» **CONSIGNES À RESPECTER**: Modifiez les lignes qui commencent à celle contenant « Target: dirt ground » et se terminent à la fin des données : remplacez « neighboring house » par « garden shed » et reproduisez ces lignes sans aucun autre changement.

» **DONNÉES FOURNIES**:

* * *

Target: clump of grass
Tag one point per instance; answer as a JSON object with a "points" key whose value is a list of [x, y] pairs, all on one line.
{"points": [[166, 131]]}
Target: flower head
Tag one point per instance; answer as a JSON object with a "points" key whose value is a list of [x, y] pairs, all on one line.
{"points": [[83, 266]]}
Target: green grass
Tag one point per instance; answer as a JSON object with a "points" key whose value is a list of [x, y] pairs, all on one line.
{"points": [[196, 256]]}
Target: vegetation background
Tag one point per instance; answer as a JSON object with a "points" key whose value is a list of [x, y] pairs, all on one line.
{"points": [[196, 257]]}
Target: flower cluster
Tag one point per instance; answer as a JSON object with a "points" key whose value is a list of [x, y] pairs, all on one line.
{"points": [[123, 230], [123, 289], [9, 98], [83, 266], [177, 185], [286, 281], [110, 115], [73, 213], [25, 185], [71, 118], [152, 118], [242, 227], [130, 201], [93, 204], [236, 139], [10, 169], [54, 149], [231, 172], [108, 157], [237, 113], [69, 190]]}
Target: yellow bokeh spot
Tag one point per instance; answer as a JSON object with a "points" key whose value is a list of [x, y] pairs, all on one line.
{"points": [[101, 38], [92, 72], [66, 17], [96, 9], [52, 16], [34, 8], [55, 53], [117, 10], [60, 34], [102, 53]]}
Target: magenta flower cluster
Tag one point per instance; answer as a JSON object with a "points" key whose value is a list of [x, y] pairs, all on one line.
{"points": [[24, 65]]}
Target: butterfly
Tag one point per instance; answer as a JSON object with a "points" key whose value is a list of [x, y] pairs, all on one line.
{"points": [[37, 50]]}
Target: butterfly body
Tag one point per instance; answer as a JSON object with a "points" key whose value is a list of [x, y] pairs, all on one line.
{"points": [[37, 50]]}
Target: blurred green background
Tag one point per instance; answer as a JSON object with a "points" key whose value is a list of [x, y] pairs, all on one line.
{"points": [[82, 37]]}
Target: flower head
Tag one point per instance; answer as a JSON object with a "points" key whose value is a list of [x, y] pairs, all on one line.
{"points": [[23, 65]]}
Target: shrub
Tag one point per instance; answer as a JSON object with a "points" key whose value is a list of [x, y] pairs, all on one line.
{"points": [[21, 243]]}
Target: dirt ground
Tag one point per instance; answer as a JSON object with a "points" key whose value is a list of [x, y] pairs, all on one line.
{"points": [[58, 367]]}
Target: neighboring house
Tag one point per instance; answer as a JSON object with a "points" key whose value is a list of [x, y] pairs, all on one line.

* * *

» **RÉPONSE COMPLÈTE**:
Target: dirt ground
Tag one point per instance; answer as a JSON object with a "points" key whose value is a list of [x, y] pairs, all on one line.
{"points": [[58, 367]]}
Target: garden shed
Tag one point per instance; answer as a JSON object with a "points" key whose value is a list of [x, y] pairs, all on one line.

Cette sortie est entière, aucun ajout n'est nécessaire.